• [The exercise]: Your task is to transcribe the entries below exactly, beginning with the line containing "If you could pick out the wheat" and ending with the final line, and to add nothing else.

Start of Extracted material

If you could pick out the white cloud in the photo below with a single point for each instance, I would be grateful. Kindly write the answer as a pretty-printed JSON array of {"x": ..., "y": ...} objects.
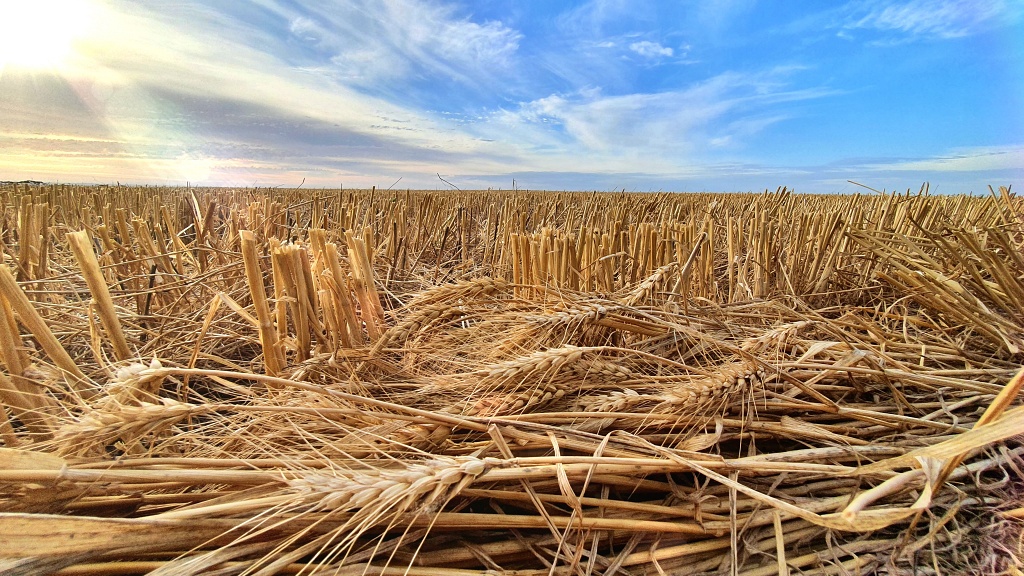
[
  {"x": 930, "y": 18},
  {"x": 656, "y": 132},
  {"x": 650, "y": 49},
  {"x": 964, "y": 160},
  {"x": 371, "y": 41}
]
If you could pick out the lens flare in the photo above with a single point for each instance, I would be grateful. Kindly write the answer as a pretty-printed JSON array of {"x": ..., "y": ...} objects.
[{"x": 41, "y": 34}]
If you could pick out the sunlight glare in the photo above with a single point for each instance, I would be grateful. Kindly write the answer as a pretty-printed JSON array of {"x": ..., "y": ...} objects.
[{"x": 41, "y": 34}]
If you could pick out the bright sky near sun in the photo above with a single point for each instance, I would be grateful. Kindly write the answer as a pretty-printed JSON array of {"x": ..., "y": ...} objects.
[{"x": 673, "y": 95}]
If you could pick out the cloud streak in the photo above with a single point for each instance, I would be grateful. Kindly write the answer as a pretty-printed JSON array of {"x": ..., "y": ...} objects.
[{"x": 930, "y": 18}]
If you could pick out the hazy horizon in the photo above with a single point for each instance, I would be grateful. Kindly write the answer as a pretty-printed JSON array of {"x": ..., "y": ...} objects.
[{"x": 728, "y": 95}]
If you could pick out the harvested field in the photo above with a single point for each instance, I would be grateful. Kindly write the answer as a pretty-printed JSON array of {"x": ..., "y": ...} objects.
[{"x": 253, "y": 381}]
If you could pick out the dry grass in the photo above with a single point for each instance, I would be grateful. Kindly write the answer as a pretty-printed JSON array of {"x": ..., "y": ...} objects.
[{"x": 236, "y": 381}]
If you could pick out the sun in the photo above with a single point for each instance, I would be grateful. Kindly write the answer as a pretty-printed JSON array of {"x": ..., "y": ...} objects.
[{"x": 41, "y": 34}]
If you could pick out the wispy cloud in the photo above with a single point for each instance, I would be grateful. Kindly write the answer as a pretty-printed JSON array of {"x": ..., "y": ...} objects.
[
  {"x": 368, "y": 42},
  {"x": 669, "y": 127},
  {"x": 650, "y": 49},
  {"x": 977, "y": 159},
  {"x": 930, "y": 18}
]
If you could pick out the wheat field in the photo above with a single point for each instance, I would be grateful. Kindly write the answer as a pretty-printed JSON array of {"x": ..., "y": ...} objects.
[{"x": 289, "y": 381}]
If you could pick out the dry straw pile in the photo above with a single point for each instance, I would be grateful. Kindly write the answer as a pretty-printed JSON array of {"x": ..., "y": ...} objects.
[{"x": 230, "y": 381}]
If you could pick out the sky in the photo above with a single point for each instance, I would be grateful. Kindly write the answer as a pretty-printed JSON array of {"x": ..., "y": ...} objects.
[{"x": 721, "y": 95}]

End of Extracted material

• [The solution]:
If you could pick out the wheat field in the photo above with a single point for each instance, I would be grateful. Kindly write the answer as a pretty-printed JSON array of {"x": ..., "y": ...} objects.
[{"x": 289, "y": 381}]
If you could pick out the dry straw pile in the photo above with a single point for each instance, I would be grateful. Kindly write the answer as a pretty-printed JSON array of {"x": ..., "y": ...} objects.
[{"x": 230, "y": 381}]
If you could pick out the sky in the photo above with a single point for each instance, I would be grateful. Kindly write the answer as a pretty-printed JSON array of {"x": ..., "y": ...} objects.
[{"x": 721, "y": 95}]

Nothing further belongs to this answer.